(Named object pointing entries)
----------
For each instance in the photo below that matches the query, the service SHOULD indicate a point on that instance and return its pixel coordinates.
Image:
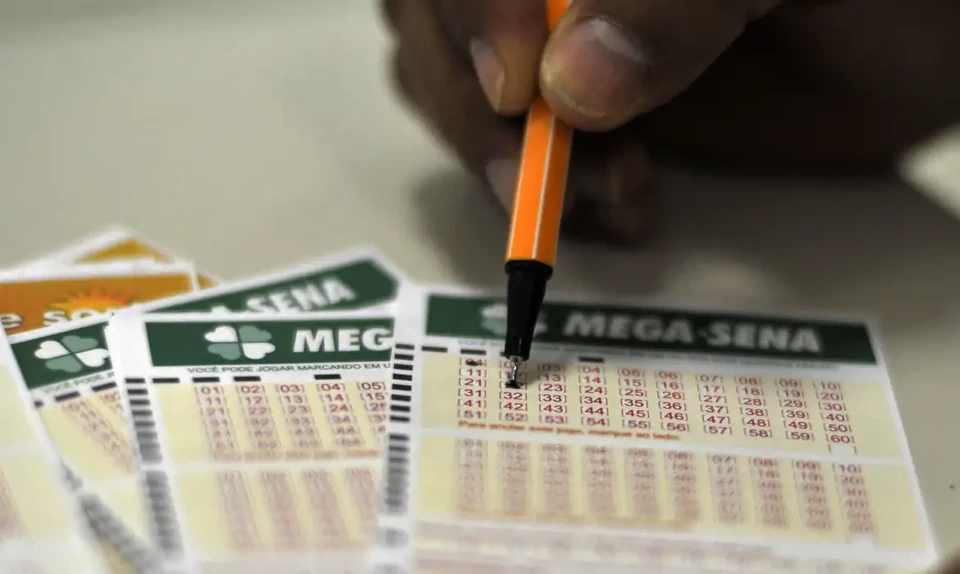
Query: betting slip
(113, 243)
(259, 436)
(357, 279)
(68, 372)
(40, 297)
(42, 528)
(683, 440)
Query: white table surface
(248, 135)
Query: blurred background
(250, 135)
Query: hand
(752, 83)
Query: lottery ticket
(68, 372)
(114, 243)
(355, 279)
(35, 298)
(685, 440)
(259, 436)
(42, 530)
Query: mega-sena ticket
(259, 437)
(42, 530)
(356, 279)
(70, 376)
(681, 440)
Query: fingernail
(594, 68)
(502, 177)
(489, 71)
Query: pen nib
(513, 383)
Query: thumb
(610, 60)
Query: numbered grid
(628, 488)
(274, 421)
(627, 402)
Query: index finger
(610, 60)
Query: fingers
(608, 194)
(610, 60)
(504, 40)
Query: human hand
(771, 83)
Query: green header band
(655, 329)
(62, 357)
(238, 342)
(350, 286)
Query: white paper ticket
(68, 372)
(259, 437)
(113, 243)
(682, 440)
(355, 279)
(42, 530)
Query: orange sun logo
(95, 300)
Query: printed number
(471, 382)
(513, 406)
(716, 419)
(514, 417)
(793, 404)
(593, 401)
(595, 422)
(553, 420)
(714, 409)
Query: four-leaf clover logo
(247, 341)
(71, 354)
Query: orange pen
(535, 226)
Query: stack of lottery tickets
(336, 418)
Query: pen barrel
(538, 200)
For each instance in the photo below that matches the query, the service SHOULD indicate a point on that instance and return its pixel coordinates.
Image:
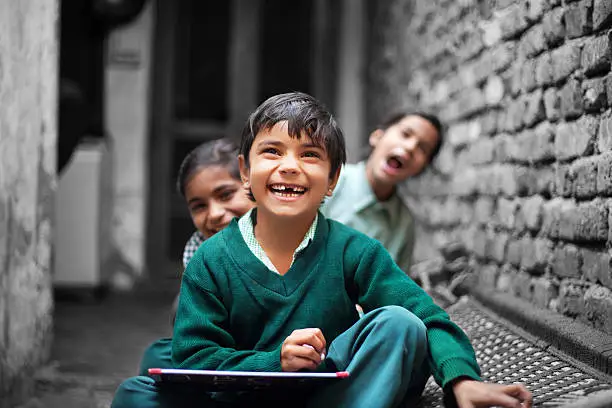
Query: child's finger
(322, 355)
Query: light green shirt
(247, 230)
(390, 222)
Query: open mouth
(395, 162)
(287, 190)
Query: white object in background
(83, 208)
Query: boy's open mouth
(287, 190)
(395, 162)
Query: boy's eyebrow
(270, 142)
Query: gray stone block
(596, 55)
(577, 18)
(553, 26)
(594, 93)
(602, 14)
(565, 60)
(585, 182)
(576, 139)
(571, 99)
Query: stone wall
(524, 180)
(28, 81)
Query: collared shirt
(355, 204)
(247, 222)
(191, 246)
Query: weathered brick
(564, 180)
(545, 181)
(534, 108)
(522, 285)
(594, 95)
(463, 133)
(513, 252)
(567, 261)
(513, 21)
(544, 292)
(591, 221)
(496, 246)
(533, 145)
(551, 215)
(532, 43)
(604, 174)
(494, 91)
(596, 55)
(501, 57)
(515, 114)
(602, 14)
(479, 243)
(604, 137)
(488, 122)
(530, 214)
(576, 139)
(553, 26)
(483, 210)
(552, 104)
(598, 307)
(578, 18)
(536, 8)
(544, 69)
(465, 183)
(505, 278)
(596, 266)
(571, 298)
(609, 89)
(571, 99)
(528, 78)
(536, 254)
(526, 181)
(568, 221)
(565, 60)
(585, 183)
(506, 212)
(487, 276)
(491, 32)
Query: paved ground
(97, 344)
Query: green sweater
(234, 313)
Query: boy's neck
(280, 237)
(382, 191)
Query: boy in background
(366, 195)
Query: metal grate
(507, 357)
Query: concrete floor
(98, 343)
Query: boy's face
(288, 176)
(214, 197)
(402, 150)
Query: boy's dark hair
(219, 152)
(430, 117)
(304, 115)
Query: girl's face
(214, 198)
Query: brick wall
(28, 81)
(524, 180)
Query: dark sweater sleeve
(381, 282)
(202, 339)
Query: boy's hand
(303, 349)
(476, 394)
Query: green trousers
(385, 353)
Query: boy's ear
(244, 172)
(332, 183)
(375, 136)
----------
▶ **STATED GOAL**:
Pictures are excluded; repeat every record exactly.

▶ **RESULT OF THE EXERCISE**:
For each instance in the photo below that matches the query, the service SHOULD indicate a point on that instance and return its pixel coordinates.
Image:
Query: betting slip
(113, 243)
(259, 436)
(357, 279)
(68, 372)
(40, 297)
(42, 528)
(683, 440)
Query: white table surface
(248, 135)
Query: blurred background
(250, 135)
Query: hand
(752, 83)
Query: lottery ticket
(68, 372)
(114, 243)
(355, 279)
(35, 298)
(685, 440)
(259, 436)
(42, 530)
Query: mega-sena ticket
(259, 437)
(42, 530)
(356, 279)
(70, 376)
(681, 440)
Query: fingernail
(594, 68)
(502, 177)
(489, 71)
Query: pen nib
(513, 383)
Query: thumb
(610, 60)
Query: numbered grid
(628, 488)
(274, 421)
(627, 402)
Query: index finger
(610, 60)
Query: fingers
(608, 194)
(610, 60)
(504, 40)
Query: human hand
(771, 83)
Query: green header band
(655, 329)
(62, 357)
(238, 342)
(350, 286)
Query: white paper ticket
(68, 372)
(259, 437)
(113, 243)
(682, 440)
(355, 279)
(42, 530)
Query: orange sun logo
(95, 300)
Query: printed number
(471, 382)
(513, 406)
(716, 419)
(514, 417)
(793, 404)
(593, 401)
(595, 422)
(553, 420)
(714, 409)
Query: four-leaf clover logo
(247, 341)
(71, 354)
Query: orange pen
(535, 226)
Query: stack of lottery tickets
(336, 418)
Query: pen barrel
(538, 200)
For each instance in the photo below that matches the query, the service SHOULD indicate a point on that instance and return its pixel coordinates.
Image:
Query: child's finger
(322, 355)
Query: light green shirt
(247, 230)
(390, 222)
Query: open mouth
(395, 162)
(287, 190)
Query: white object in background
(83, 208)
Query: boy's open mouth
(287, 190)
(395, 162)
Query: boy's eyebrow
(270, 142)
Query: gray stone block
(596, 55)
(577, 18)
(553, 26)
(594, 93)
(602, 14)
(565, 60)
(585, 182)
(576, 139)
(571, 99)
Query: stone wall
(524, 180)
(28, 81)
Query: collared shirt
(355, 204)
(247, 222)
(191, 246)
Query: weathered brick
(564, 180)
(545, 181)
(534, 108)
(522, 285)
(594, 95)
(463, 133)
(513, 252)
(567, 261)
(513, 21)
(544, 292)
(591, 221)
(496, 246)
(533, 145)
(551, 215)
(532, 43)
(604, 174)
(494, 91)
(596, 55)
(501, 57)
(515, 114)
(602, 14)
(479, 243)
(604, 137)
(488, 122)
(530, 214)
(576, 139)
(553, 26)
(483, 210)
(552, 104)
(598, 307)
(578, 18)
(536, 8)
(544, 69)
(465, 183)
(505, 278)
(596, 266)
(571, 298)
(609, 89)
(571, 99)
(528, 78)
(536, 254)
(526, 181)
(568, 221)
(565, 60)
(585, 183)
(506, 212)
(487, 276)
(491, 32)
Query: paved ground
(97, 344)
Query: green sweater
(234, 313)
Query: boy's neck
(280, 237)
(382, 191)
Query: boy in background
(366, 195)
Query: metal grate
(507, 357)
Query: concrete floor
(98, 343)
Query: boy's face
(288, 176)
(214, 197)
(402, 150)
Query: boy's dark hair
(219, 152)
(430, 117)
(304, 115)
Query: girl's face
(214, 198)
Query: brick wall
(28, 81)
(524, 180)
Query: dark sweater sleeve
(381, 282)
(202, 339)
Query: boy's hand
(303, 349)
(476, 394)
Query: green trousers
(385, 353)
Query: boy's ear
(244, 172)
(332, 183)
(375, 136)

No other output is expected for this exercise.